-- Assigned task --
From the article on Cerebras Systems below, extract word for word the passage from "Every few weeks, Feldman" to "was practically impossible.".

-- Passage for review --
[Start of Attachment]

The story of Cerebras Systems reads like a semiconductor thriller — one that could have ended in bankruptcy rather than a $60 billion IPO. The AI chip maker went public on Thursday in a blockbuster listing that made billionaires of its co-founders and cemented its place as one of the most valuable semiconductor companies in the world. But the path to that milestone was paved with near-catastrophic failures and millions of dollars vanishing each month.
“We were spending about $8 million a month,” CEO Andrew Feldman told TechCrunch, recalling the company’s darkest days in 2019. “At this point, we had incinerated nearly $200 million trying to solve one technical problem.”
Every few weeks, Feldman walked into board meetings to deliver another variation of the same grim report — more failures, more money gone, no solution in sight. It’s a scene all too familiar to founders chasing hard tech breakthroughs, where the timeline between “this might work” and “we’re out of runway” shrinks with every missed milestone.
The Wafer-Scale Bet That Nearly Broke Them
Cerebras was founded on an audacious premise: instead of dicing silicon wafers into tiny chips and wiring them together — the industry standard for 50+ years — why not use the entire wafer as one giant chip? For AI workloads that demand massive parallel compute, it made theoretical sense. But the semiconductor industry had concluded it was practically impossible.
The company’s chips ended up 58 times larger than conventional processors, consuming 40 times more power than anything previously engineered. Standard heat sinks didn’t exist for something this size. No vendors had cooling solutions. No manufacturing partners could handle the specs. The brightest minds in microprocessor engineering had tried and failed for decades to solve these same problems.
The real bottleneck wasn’t chip design — Cerebras managed to manufacture its mega-chip with TSMC — but “packaging.” This is the unglamorous but critical step of attaching the silicon to a motherboard, routing power across a massive surface, and solving the thermal and data movement challenges that come with it. The team destroyed an enormous number of prototype chips before they got anywhere close.
The Moment It All Clicked
In July 2019, after countless iterations and nearly $200 million burned, the team finally got it working. They installed the packaged chip into a computer, powered it on, and everyone just stood there watching.
“Watching a computer run is about as exciting as watching paint dry. But there we were watching lights flashing on the computer, stunned that we’d solved this,” Feldman said. “That was one of the greatest moments of my life.”
That breakthrough came from a founding team that had already built and sold SeaMicro to AMD for $334 million. They knew what success looked like — and they still almost didn’t make it.
The OpenAI Connection
Today, OpenAI is both a customer and a strategic partner, having loaned Cerebras $1 billion secured by warrants for roughly 33 million shares — shares now worth over $9 billion. That arrangement included a temporary exclusivity clause restricting Cerebras from selling to certain OpenAI competitors (widely understood to be Anthropic), though Feldman emphasized the restriction is limited in time and designed to guarantee OpenAI got the capacity it needed.
Interestingly, the company is still too small to serve multiple rapidly-growing AI labs simultaneously. Feldman likens selling AI compute to an all-you-can-eat buffet — Cerebras is deliberately working with only a portion of the potential market until it scales up.
What Startup Founders Should Learn
Cerebras’ journey offers several lessons for founders pushing technical frontiers. First, hard tech takes longer and costs more than anyone anticipates — often by an order of magnitude. Second, the problems that nearly kill your company are rarely the ones you expected; for Cerebras, it wasn’t the chip design but the packaging. Third, having a founding team with prior exit experience helped them sustain confidence through years of failure.
Perhaps most importantly, Cerebras shows that “impossible” industry problems are sometimes just unsolved — and being the team that solves them can build a $60 billion company. The hard part is surviving long enough to get there.

[End of Attachment]

Stored data
[Start of Attachment]

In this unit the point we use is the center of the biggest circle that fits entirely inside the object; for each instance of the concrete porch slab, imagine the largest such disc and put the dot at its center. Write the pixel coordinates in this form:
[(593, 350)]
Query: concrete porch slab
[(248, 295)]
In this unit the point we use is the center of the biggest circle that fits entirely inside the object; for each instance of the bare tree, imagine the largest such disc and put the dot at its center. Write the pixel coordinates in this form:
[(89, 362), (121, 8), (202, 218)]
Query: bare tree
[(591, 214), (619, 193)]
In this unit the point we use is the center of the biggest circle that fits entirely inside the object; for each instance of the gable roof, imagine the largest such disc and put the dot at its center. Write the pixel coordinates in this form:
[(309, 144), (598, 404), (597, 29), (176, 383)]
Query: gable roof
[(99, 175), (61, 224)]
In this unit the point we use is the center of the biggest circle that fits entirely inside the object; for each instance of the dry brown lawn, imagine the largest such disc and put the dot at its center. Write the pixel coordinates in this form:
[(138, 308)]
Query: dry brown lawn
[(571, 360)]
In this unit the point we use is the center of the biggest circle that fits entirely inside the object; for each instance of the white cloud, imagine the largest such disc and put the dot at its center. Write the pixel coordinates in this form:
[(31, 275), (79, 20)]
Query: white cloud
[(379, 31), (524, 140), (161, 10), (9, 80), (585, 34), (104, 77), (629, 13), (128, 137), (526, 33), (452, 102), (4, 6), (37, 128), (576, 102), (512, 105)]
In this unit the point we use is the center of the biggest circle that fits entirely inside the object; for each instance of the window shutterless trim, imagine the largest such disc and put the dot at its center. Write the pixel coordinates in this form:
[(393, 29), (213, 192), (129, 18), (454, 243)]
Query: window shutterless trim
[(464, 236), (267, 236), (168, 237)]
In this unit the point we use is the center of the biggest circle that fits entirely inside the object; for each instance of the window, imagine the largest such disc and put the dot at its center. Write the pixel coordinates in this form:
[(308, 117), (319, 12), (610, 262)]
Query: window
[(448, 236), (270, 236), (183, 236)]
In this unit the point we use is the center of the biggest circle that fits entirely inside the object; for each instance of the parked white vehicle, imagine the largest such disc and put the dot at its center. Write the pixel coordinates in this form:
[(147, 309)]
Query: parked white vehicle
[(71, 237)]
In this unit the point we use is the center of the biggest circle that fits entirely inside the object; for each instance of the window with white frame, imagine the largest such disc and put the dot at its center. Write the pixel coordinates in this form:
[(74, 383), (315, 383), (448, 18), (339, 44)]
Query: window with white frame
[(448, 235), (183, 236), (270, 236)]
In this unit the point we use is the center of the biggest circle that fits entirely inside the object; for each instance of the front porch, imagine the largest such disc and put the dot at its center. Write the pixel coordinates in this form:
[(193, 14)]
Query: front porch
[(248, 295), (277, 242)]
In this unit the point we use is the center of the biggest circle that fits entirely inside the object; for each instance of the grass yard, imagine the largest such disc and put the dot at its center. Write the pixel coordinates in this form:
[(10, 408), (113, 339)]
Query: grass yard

[End of Attachment]

-- Answer to this problem --
Every few weeks, Feldman walked into board meetings to deliver another variation of the same grim report — more failures, more money gone, no solution in sight. It’s a scene all too familiar to founders chasing hard tech breakthroughs, where the timeline between “this might work” and “we’re out of runway” shrinks with every missed milestone.
The Wafer-Scale Bet That Nearly Broke Them
Cerebras was founded on an audacious premise: instead of dicing silicon wafers into tiny chips and wiring them together — the industry standard for 50+ years — why not use the entire wafer as one giant chip? For AI workloads that demand massive parallel compute, it made theoretical sense. But the semiconductor industry had concluded it was practically impossible.